* **MATERIAL**:
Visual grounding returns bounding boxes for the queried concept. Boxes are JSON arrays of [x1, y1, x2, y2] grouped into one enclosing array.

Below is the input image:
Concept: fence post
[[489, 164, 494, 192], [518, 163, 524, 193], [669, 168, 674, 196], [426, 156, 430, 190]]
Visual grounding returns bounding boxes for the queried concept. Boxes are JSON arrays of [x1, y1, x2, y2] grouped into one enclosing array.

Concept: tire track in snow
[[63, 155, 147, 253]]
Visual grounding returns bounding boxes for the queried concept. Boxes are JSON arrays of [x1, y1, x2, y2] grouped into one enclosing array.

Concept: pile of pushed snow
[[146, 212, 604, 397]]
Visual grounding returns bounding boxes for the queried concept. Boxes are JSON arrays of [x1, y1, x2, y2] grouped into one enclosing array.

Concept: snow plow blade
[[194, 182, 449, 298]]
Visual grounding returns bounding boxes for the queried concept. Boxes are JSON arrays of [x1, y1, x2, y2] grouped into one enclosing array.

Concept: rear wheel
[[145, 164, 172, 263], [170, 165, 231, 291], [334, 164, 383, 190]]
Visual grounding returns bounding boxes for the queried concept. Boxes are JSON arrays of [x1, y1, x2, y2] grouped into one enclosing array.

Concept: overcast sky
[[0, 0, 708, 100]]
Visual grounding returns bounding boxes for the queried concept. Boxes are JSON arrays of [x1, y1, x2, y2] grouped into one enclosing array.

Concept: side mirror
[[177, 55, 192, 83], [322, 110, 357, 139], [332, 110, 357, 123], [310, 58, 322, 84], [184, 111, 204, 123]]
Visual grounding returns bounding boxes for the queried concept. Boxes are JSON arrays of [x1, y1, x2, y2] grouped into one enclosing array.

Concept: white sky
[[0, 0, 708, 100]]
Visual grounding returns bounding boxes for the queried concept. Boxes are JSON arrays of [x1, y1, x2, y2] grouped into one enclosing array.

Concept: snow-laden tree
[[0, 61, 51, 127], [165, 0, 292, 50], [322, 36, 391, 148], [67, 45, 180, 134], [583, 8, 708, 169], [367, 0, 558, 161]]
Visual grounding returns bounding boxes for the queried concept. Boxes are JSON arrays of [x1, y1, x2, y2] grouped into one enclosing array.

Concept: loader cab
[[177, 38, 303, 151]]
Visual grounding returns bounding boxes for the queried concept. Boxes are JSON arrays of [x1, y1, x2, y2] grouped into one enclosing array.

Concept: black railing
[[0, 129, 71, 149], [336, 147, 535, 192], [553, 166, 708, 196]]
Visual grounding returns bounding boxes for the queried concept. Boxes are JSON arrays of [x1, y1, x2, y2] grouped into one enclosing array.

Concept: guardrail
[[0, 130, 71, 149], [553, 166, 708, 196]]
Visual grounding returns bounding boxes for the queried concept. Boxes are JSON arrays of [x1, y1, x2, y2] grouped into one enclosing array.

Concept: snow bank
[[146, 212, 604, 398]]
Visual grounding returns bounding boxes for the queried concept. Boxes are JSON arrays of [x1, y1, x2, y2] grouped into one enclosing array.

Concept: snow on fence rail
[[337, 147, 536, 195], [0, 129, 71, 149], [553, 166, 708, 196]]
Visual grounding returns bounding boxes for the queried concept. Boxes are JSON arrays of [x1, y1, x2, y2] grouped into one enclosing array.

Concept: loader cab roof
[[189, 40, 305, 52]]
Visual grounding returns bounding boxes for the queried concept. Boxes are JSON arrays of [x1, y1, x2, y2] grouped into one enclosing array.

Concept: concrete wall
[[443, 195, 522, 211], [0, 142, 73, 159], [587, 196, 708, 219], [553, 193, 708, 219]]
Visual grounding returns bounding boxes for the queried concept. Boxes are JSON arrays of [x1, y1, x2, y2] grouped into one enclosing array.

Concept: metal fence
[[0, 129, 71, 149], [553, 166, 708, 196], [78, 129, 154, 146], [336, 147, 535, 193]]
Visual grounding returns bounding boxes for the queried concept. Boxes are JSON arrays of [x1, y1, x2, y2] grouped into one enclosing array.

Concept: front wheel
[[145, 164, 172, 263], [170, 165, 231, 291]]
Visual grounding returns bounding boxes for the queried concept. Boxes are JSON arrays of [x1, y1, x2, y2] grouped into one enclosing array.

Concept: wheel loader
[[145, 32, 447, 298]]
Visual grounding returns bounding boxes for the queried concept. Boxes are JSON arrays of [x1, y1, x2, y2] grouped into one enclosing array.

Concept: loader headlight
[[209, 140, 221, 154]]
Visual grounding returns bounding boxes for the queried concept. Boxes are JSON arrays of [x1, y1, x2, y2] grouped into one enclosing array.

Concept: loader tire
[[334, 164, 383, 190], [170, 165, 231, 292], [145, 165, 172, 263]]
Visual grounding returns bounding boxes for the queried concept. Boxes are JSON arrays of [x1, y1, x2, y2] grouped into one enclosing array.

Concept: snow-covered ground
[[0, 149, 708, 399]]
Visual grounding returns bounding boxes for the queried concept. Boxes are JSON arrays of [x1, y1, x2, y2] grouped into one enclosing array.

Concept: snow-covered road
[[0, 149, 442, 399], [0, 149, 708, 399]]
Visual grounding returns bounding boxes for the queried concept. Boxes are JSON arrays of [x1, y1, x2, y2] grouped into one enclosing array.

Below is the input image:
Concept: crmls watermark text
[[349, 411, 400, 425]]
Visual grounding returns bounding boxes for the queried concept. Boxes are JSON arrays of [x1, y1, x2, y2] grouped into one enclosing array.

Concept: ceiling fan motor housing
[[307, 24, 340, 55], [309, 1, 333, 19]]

* **WHAT TO DO**: Count the lines in the records that contain the word "fence", matching case exactly, and reply with only that number.

* **OUTPUT**: 3